— start of DATA ROWS —

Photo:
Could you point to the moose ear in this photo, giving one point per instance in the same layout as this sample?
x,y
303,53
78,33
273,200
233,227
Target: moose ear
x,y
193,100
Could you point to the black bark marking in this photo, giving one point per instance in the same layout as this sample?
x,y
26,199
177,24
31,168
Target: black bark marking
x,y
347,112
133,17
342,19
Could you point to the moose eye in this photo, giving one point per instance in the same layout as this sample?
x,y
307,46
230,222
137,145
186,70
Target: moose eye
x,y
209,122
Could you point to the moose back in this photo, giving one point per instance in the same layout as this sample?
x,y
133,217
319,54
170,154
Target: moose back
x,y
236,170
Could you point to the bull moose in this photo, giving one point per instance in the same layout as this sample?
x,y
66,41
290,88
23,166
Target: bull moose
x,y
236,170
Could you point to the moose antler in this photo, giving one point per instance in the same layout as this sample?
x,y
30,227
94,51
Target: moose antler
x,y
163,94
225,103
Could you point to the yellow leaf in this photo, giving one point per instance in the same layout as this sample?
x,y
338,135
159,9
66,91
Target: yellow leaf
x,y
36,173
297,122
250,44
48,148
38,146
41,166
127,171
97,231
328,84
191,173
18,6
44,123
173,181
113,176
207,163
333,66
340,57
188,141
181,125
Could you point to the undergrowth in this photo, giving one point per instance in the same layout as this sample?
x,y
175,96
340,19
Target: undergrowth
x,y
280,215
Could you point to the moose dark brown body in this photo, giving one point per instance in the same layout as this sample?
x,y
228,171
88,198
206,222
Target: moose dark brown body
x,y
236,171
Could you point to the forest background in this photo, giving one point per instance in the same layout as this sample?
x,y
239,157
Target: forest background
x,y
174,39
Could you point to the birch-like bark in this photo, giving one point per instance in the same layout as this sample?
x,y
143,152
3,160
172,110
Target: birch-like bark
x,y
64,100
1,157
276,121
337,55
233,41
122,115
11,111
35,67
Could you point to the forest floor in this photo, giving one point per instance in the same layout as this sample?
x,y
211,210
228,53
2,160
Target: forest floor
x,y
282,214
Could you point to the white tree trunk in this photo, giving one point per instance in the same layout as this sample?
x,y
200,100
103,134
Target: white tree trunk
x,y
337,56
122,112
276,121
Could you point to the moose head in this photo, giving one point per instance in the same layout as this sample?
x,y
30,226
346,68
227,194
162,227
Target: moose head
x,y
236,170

— end of DATA ROWS —

YOUR GOAL: Rewrite all the items above, putting "example" in place of "sample" each time it occurs and leaving everything else unchanged.

OUTPUT BELOW:
Photo:
Could you point to the moose ear in this photo, giving one point per instance in the same layout as this example?
x,y
303,53
78,33
273,200
233,227
Target: moose ear
x,y
193,100
Could you point to the black bark marking in this photo, giving one point per instance in the same layout as this example?
x,y
26,199
177,24
31,168
Target: black bark marking
x,y
347,112
133,17
342,19
Could you point to the moose eye in this photo, giving one point per instance in the same layout as this example?
x,y
307,46
230,222
137,145
186,70
Target: moose eye
x,y
209,122
Could you point to the moose back in this photo, giving one point per instance in the same layout as this example?
x,y
133,217
319,54
170,154
Target: moose back
x,y
236,170
Could you point to the bull moose in this photo, giving one point per instance in the same layout as this example?
x,y
66,41
290,88
23,166
Target: bull moose
x,y
236,170
Could you point to the moose antler in this photo, giving one point per instance in the same layout as this example?
x,y
30,227
94,51
Target: moose antler
x,y
163,94
225,103
Could you point to the yellow leaf in this photo, giving one point per instance in the same layout as this example?
x,y
338,135
159,9
66,91
Target: yellow leaf
x,y
36,173
297,122
250,44
48,148
38,146
41,166
127,171
97,231
328,84
191,173
18,6
44,123
173,181
113,176
207,163
333,66
340,57
188,141
181,125
Could you point to the undergrowth in this photo, giving one point per instance in the same layout as this example?
x,y
175,96
340,19
Target: undergrowth
x,y
280,215
Could you point to the moose dark brown body in this photo, giving one point per instance in the same layout as this example?
x,y
228,171
88,198
206,222
Target: moose dark brown body
x,y
236,171
Could you point to the forest background in this photo, giving one point per instance in the same layout as this example?
x,y
239,157
Target: forest background
x,y
174,39
Could you point to the birch-like bark in this photo, giving one point per instance in the same layout as this example?
x,y
143,152
3,160
172,110
Target: birch-like bark
x,y
64,100
1,157
276,121
337,55
233,41
122,115
11,111
35,67
Could you point to the forest floor in this photo, giving one point per instance in the same layout as this example?
x,y
211,210
228,53
2,160
Target: forest floor
x,y
282,214
Could you point to the white tree trunk in this photo, giving one point per instance in the same layout as this example?
x,y
200,100
103,134
Target: white tree trunk
x,y
337,56
122,112
276,121
Could you point to the moose head in this photo, giving one point per instance in the same layout as this example?
x,y
30,226
346,68
227,194
162,227
Target: moose head
x,y
236,170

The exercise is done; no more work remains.